§ **Text shown**
....

Before we begin with today's overview of Simon Despres, I want to remind you that I selected Calvin de Haan in the SBN Mock Draft.  I've explained why I made that choice here, and there's a poll for you to state whether you think it was a good pick or not. So check that out if you can.

Also, before we begin, I want to point out a link Tibbs had in today's link-post; from Mike McMahon at the Eagle Tribune, there's a hint as to who the Devils could be interested beyond the first round:

[Merrimack College's Kyle] Bigos likely has the best chance of getting picked, some scouts believe as high as the second round. The 6-foot-6, 235-pound defenseman wrapped his junior career in May by being named the MVP of the Royal Bank Cup (Canada's junior hockey national championship). Several have indicated that the New Jersey Devils are high on him.

I figure if interest is already stated, it's not unlikely.  He's originally from California, Central Scouting Services ranked him 169th among North American skaters, and he's coming out of the BCHL, a Junior A league.  Anyway, I bring him up because he is a big defenseman and generally they are sought out in drafts at all levels.   Maybe you get a possible bruiser or defensive depth defender later; or you can get very skilled big man in the first round, like Simon Despres.

Simon Despres - Defenseman - 6'4" - 214 lbs. - Hometown: Laval, Quebec, Canada
2008-09 Team:  St. John's Sea Dogs  66 GP - 2 G - 30 A - 32 PTS - 74 PIM (source)

From his vitals and stats from his junior team, two things stick out: he's definitely big and he's definitely not a scorer.  CSS is quite high on him, listing him 8th among North American skaters in their final rankings.  Yet, as I have found from others, opinions vary on him completely.  With respect to other profiles on Despres on the network, Dirk Hoag did one at On the Forecheck and Jim Schmeideberg has one at Blueshirt Banter.  Let's see what else is out there: has two quotes in their scouting report that both excite and concern the reader about Despres:

NHL Central Scouting’s Chris Bordeleau

"I think for a potential pro player, he's got the size and mobility. I've seen him [in] many games, and he never seems to make a bad play. He's never going to get 100 points, but definitely, when you want a guy to play defense, he's your guy. He does it all, he'll block shots and he moves the puck at the right time."

....

§ **Extracted material**

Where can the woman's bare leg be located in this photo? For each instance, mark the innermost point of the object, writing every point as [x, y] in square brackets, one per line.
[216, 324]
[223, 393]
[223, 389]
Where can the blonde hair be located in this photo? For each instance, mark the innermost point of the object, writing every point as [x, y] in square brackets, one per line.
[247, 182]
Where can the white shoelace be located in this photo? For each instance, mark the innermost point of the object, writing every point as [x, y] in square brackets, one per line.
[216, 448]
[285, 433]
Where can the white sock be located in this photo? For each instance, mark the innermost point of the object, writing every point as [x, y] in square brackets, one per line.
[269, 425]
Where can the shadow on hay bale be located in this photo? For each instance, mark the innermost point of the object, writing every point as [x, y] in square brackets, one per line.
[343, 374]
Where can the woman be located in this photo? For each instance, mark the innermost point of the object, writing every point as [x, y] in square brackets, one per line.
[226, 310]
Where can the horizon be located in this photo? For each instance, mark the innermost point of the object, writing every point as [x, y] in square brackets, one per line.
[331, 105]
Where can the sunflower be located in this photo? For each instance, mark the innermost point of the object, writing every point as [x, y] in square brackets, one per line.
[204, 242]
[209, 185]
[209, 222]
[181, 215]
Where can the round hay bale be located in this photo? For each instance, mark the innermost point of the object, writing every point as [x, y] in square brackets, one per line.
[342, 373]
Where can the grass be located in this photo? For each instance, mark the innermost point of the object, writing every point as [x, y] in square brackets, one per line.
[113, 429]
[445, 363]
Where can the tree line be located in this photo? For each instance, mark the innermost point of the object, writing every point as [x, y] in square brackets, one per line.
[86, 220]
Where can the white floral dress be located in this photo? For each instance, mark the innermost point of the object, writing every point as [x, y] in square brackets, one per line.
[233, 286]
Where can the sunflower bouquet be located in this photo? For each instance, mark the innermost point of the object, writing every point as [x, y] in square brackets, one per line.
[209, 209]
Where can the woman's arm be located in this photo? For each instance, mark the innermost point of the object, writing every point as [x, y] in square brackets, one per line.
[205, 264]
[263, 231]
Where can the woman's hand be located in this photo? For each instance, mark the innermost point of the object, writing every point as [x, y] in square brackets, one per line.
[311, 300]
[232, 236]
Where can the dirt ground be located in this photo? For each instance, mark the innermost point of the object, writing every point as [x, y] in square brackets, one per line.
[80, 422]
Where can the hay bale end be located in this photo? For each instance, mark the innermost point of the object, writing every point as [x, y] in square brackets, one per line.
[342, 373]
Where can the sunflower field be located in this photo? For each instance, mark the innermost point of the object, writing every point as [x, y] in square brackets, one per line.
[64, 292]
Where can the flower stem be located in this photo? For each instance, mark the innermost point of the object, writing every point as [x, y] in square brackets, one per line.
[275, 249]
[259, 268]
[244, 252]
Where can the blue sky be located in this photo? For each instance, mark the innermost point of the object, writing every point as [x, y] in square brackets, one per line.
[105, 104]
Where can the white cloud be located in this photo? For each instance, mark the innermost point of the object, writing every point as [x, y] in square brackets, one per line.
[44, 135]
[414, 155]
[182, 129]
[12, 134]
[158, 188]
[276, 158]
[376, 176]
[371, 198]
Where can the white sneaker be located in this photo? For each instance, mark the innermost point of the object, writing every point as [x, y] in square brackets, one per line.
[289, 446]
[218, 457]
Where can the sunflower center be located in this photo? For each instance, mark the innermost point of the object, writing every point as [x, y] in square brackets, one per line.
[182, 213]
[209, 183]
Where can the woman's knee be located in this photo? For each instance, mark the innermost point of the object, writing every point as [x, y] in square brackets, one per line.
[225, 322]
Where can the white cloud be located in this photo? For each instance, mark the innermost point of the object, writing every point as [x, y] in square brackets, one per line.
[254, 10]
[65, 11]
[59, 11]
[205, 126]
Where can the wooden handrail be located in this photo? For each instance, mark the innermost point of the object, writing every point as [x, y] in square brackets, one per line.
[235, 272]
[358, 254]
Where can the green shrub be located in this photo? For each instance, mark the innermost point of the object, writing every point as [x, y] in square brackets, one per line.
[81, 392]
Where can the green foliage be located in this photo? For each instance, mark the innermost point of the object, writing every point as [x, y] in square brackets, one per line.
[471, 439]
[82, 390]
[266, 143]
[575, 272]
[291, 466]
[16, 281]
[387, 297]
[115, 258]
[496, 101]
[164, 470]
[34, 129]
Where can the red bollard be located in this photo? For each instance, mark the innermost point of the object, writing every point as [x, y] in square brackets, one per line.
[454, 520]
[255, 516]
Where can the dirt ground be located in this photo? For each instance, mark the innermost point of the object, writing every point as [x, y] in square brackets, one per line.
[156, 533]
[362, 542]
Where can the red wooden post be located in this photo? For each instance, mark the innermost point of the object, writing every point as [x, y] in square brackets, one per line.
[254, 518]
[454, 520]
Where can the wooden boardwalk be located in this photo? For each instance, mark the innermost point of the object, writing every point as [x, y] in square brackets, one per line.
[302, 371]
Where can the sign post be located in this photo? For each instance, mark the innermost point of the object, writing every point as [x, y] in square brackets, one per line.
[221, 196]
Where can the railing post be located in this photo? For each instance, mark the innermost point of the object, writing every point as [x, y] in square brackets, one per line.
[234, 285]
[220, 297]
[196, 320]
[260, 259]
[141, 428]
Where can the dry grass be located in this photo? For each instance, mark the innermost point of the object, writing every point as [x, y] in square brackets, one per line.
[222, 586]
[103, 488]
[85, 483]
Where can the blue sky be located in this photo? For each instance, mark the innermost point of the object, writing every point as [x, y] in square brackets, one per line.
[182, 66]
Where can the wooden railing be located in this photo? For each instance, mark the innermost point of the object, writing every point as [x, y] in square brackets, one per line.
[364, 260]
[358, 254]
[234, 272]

....

§ **Jobs**
(A) Answer these questions using the hockey draft post:
(i) Which player did the writer select in the SBN Mock Draft?
(ii) Where did Central Scouting Services rank Kyle Bigos among North American skaters?
(iii) For which team did Simon Despres play in 2008-09, and how many points did he record?
(B) Pick up the hockey draft post where it stops and continue it for a paragraph or two.

§ **Answers to the tasks**
(A)
(i) Calvin de Haan
(ii) 169th
(iii) The St. John's Sea Dogs, with 32 points

(B)
Saint John Sea Dogs head coach Jacques Beaulieu

"Simon is a very good skater with and without the puck. He has good hands for a big man and he has outstanding vision as well as hockey sense. To make it to the next level he will need to improve his upper body strength and his shot, but overall Simon is an outstanding person on and off the ice. He loves the game. He is without a doubt an NHL prospect."

While there's some serious praise in these comments and it goes a long way in explaining why some are thinking he'll go early in the first round: he's big, he's a good skater (a still somewhat rare combination), he's apparently very good in his own zone, and he's willing to do whatever it takes for success.  All good stuff so far.  That said, it's not all golden for Despres.  Chris Bordeleau of Central Scouting, the organization high on Despres, comes right out and says he's not a scorer.  OK, that's fair, it's good to be open about that; though one would have to be really, really good on defense to justify the ranking.  His coach's words are more telling.  He's 6'4", 212 pounds and Beaulieu thinks he needs to get stronger?  The shot, OK, I understand - his numbers at Saint John are evidence that offense is an area of improvement.  But how much stronger can Despres get?

Some of these assets - and areas to improve - are highlighted further in Kevin Forbes' feature article on Despres at Hockey's Future.   Here is what I think is the most interesting section as it helps explain why Beaulieu stated that Despres needs to get stronger:

Despite all these pieces, the puzzle that is Despres is far from complete. Although he has such tantalizing size, Despres is not known for his physical play. As Kim Houston of Central Scouting described, "sometimes I think he plays a little soft, in the middle of the zone, maybe he doesn't feel he has to have that physical element, but he's going to find out at the next level, he's got to be a little bit more physical, especially in his own end."

Midgley attributed Despres' preference to tie up opposing forwards instead of punishing them with his frame to his physical growth and his young age, saying "when his strength catches up to his body, he'll be fine."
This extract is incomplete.